All entries below are to be retyped in full, precisely as they appear.

Material supplied:

-*-

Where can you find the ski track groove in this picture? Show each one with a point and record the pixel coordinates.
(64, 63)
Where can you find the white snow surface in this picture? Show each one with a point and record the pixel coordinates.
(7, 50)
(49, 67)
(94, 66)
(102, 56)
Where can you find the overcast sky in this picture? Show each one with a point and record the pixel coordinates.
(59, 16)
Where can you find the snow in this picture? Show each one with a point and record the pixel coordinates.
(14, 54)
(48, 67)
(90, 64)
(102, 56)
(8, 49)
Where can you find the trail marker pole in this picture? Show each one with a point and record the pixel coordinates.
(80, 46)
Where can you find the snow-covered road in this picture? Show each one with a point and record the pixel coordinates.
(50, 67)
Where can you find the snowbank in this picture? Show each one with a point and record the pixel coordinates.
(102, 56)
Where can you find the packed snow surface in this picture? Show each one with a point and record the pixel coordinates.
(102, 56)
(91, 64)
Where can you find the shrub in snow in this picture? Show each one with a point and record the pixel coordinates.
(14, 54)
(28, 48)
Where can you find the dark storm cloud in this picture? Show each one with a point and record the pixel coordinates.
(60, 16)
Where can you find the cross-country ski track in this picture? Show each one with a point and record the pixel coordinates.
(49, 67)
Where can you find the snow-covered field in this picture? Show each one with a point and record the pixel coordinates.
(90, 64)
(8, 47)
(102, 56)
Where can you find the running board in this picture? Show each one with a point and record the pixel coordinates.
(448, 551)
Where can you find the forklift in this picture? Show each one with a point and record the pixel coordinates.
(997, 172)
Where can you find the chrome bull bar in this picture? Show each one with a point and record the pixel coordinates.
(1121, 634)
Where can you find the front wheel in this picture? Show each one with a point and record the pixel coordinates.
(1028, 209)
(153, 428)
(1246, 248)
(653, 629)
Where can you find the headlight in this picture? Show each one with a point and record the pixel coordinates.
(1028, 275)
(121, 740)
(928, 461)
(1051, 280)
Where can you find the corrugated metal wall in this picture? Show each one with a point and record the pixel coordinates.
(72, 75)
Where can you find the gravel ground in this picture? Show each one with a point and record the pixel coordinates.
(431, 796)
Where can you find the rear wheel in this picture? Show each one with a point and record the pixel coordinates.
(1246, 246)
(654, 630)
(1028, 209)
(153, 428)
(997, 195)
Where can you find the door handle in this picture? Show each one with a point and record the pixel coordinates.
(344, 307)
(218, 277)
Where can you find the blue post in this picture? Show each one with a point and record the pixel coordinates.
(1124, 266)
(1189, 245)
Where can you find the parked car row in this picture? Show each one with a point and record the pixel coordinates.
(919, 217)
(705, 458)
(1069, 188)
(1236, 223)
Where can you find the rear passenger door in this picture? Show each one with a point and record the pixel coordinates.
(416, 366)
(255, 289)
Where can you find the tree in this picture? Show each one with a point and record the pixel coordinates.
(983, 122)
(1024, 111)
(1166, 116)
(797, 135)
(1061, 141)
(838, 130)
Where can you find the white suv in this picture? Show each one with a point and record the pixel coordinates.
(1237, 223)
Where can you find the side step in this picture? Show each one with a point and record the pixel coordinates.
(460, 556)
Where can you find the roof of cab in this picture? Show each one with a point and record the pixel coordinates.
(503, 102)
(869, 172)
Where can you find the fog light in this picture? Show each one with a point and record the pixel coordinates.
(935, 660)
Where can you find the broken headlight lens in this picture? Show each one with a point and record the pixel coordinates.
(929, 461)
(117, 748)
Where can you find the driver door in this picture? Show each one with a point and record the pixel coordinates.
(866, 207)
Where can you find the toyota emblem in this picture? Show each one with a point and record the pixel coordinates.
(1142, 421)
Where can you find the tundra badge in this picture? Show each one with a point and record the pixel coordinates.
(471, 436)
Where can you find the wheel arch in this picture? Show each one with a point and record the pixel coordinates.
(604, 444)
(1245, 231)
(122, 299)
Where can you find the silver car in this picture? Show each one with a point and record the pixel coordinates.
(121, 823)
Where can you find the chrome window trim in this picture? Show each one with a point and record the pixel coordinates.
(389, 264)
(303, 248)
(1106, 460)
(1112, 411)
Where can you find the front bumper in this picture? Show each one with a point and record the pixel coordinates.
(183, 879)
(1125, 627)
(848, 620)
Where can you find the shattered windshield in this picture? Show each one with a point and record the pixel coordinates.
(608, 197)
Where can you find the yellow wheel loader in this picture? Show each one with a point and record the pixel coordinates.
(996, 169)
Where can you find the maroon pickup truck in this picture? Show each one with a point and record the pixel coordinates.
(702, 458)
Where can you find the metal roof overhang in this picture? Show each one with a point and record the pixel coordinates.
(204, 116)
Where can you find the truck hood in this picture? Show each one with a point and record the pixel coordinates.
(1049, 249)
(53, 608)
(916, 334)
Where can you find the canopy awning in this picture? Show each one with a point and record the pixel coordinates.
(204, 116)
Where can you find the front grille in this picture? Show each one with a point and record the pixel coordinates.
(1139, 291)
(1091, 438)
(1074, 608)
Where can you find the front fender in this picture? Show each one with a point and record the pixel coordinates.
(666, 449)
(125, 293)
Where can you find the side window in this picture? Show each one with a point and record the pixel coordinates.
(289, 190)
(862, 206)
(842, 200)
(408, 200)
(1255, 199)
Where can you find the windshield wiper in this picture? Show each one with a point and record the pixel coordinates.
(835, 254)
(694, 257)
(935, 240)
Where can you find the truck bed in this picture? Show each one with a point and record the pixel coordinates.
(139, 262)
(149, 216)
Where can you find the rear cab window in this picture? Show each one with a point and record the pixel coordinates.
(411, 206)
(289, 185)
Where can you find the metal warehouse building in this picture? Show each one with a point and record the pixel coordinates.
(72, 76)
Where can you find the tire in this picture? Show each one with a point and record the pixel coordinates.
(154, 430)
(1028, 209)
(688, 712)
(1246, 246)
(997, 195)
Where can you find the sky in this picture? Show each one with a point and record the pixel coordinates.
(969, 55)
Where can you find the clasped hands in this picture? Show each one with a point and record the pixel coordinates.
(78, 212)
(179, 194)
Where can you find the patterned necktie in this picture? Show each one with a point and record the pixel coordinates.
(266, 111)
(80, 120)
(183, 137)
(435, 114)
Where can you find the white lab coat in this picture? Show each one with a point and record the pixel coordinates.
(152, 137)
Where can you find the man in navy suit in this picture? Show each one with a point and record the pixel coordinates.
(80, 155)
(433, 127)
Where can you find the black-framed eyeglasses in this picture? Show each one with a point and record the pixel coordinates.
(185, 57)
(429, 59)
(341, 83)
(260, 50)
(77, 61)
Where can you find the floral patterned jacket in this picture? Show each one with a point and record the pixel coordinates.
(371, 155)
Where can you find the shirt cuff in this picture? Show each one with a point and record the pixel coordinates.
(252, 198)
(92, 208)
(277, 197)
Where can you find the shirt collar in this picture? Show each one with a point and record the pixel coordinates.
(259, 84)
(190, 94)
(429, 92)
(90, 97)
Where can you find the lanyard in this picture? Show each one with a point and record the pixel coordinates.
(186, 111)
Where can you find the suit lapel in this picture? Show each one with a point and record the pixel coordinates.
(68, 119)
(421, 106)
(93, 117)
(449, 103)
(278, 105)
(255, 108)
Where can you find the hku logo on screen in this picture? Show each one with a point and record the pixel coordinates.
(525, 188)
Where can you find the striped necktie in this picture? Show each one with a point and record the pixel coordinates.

-*-

Response box:
Where can you find the ski track groove in this picture? Show each one with a point and record the pixel coordinates.
(64, 63)
Where can you find the white snow surface in this picture? Show each one with a point and record the pixel coordinates.
(7, 50)
(49, 67)
(94, 66)
(102, 56)
Where can you find the overcast sky in this picture? Show each one with a point and record the pixel coordinates.
(59, 16)
Where can you find the snow in this picture? Show each one with a point and record the pixel coordinates.
(14, 54)
(48, 67)
(90, 64)
(102, 56)
(8, 49)
Where can you find the trail marker pole in this picture? Show each one with a point and record the pixel coordinates.
(80, 46)
Where can you find the snow-covered road in this picture? Show each one with a point and record the pixel coordinates.
(50, 67)
Where can you find the snowbank in this picture? Show each one with a point and record the pixel coordinates.
(102, 56)
Where can you find the packed snow surface in this picture? Show each one with a point and record the pixel coordinates.
(102, 56)
(91, 64)
Where can you find the shrub in snow in this picture? Show each one with a point and record the pixel coordinates.
(14, 54)
(28, 48)
Where can you find the dark storm cloud in this picture? Show each one with a point and record the pixel coordinates.
(60, 16)
Where can you find the cross-country ski track in this picture? Show each one with a point and record the pixel coordinates.
(49, 67)
Where can you find the snow-covered field in this picture? Show each one with a point and record the pixel coordinates.
(90, 64)
(8, 47)
(102, 56)
Where can you find the running board in this picture? Show each one with a point and record the pixel coordinates.
(448, 551)
Where can you find the forklift in this picture? Show each one with a point and record the pixel coordinates.
(997, 172)
Where can you find the chrome bull bar in this picture? Show each one with a point and record the pixel coordinates.
(1121, 634)
Where can you find the front wheel in this picture? Show each one with a point and record the pixel coordinates.
(1028, 209)
(153, 428)
(1246, 248)
(653, 629)
Where can you find the headlight in this picture? Show each one with a point and record the pixel coordinates.
(1028, 275)
(121, 740)
(928, 461)
(1051, 280)
Where can you find the corrugated metal wall in this picture? Show each one with a point and record the pixel coordinates.
(72, 75)
Where can you find the gravel ground in this picture? Show each one with a point and record the pixel coordinates.
(431, 796)
Where can you find the rear wheel in this picture? Show each one with a point and record the pixel coordinates.
(1246, 246)
(654, 630)
(1028, 209)
(153, 428)
(997, 195)
Where can you find the door handle in this picture? Show each one with a point and record the pixel coordinates.
(344, 307)
(218, 277)
Where can you find the blue post in this picture? Show each one with a point and record the pixel coordinates.
(1124, 266)
(1189, 245)
Where can you find the parked car row in this picture? Show each one with a point and record the pixel coordinates.
(919, 217)
(705, 458)
(1069, 188)
(1236, 223)
Where can you find the rear passenger door in this picture? Show each one with a point and record the pixel coordinates.
(416, 366)
(255, 289)
Where can you find the tree in this picture? Show each one with a point and record the pixel coordinates.
(983, 122)
(1024, 111)
(1166, 116)
(797, 135)
(1061, 141)
(838, 130)
Where can you find the white suv in this picture? Show each one with a point and record the pixel coordinates.
(1237, 223)
Where can you find the side step in this picture? Show each one with a point and record the pixel coordinates.
(460, 556)
Where can you find the roof of cab in this picture? Show each one with a point and record the pixel coordinates.
(503, 102)
(869, 172)
Where can you find the fog light in this picture? Show each one with a point and record the pixel coordinates.
(935, 660)
Where can you find the broken headlight lens in this picture? Show each one with a point and record the pixel coordinates.
(929, 461)
(117, 748)
Where can you find the driver door in this picture? Show each one with a point and record the pixel coordinates.
(866, 207)
Where can you find the toyota emblem in this picture? Show each one with a point and record the pixel coordinates.
(1142, 421)
Where can you find the tundra badge in this picture? Show each one with a point and record the pixel coordinates.
(471, 436)
Where can you find the wheel arch in this picture? Show each one with a point and record the pixel coordinates.
(604, 444)
(1245, 231)
(122, 299)
Where can you find the silver car in this picture? Show each one with a point and record the pixel coordinates.
(121, 823)
Where can you find the chrome window trim in this picture? Show each one with a point and record the pixel coordinates.
(389, 264)
(303, 248)
(1106, 460)
(1112, 411)
Where can you find the front bumper in this picture? Show each one with a point and record the pixel coordinates.
(183, 879)
(1125, 627)
(848, 620)
Where can you find the shattered windshield in this picture? Show each one with a point and record the pixel coordinates.
(608, 197)
Where can you find the yellow wheel loader in this picture? Show each one with a point and record the pixel coordinates.
(996, 169)
Where can you find the maroon pickup truck in this picture? Show each one with a point and record the pixel coordinates.
(702, 458)
Where can you find the metal roof overhang in this picture? Show each one with a point and record the pixel coordinates.
(204, 116)
Where can you find the truck hood in this picture? Show each one with a point and record the pixel coordinates.
(1049, 249)
(53, 608)
(916, 334)
Where can you find the canopy awning in this picture? Show each one with a point and record the pixel coordinates.
(204, 116)
Where can you find the front grille in this picture? Show each one with a point and record the pixel coordinates.
(1139, 291)
(1091, 438)
(1074, 608)
Where can you find the front fender in this picture? Show each one with a point and record the pixel coordinates.
(666, 449)
(125, 293)
Where can you find the side window in this picture? Show each one with a point and record the pixel coordinates.
(289, 190)
(862, 206)
(842, 200)
(408, 200)
(1255, 199)
Where can you find the windshield wiper in this picture? Show each one with a point and record the pixel coordinates.
(835, 254)
(694, 257)
(935, 240)
Where can you find the truck bed in this picture? Show each one with a point and record the pixel coordinates.
(139, 262)
(149, 216)
Where can you find the rear cab window in this picture? Show each one with a point and record the pixel coordinates.
(411, 206)
(289, 185)
Where can you find the metal warehouse building in this picture? Show each one with a point and record the pixel coordinates.
(72, 76)
Where can you find the tire in this picture? Show each one with a point and record the pixel coordinates.
(154, 430)
(1028, 209)
(688, 712)
(1246, 246)
(997, 195)
Where can you find the sky in this picture? Show each one with a point and record the pixel coordinates.
(969, 55)
Where can you find the clasped hands in this picture? Show each one with a point and record the pixel coordinates.
(78, 212)
(179, 194)
Where can you find the patterned necktie in this picture? Show each one with a point and record the pixel coordinates.
(266, 111)
(80, 120)
(183, 137)
(435, 114)
Where can you find the white lab coat in this picture? Show each one with a point and record the pixel coordinates.
(152, 137)
Where can you find the man in navy suit in this picture? Show each one with a point and record the pixel coordinates.
(80, 155)
(433, 127)
Where can you find the black-framed eyeglasses in this picture? Show each one with a point and record the pixel coordinates.
(185, 57)
(429, 59)
(341, 83)
(260, 50)
(77, 61)
Where can you find the floral patterned jacket in this picture? Show each one with a point and record the pixel coordinates.
(371, 155)
Where can you find the shirt cuff in this picture? Show each one with a point and record the pixel coordinates.
(252, 198)
(92, 208)
(277, 197)
Where can you find the shirt collar in this picture? Show each one with a point and record the pixel coordinates.
(259, 84)
(190, 94)
(429, 92)
(90, 97)
Where can you find the lanyard in this picture? Show each one with a point and record the pixel coordinates.
(186, 111)
Where can you find the suit lapel in this picture? Show each one with a point and record the pixel coordinates.
(68, 119)
(421, 106)
(93, 117)
(449, 103)
(278, 105)
(255, 108)
Where can you find the hku logo on screen in this picture? Show each one with a point and record the pixel coordinates.
(525, 188)
Where can you find the striped necktie in this picture? Show each one with a point and record the pixel coordinates.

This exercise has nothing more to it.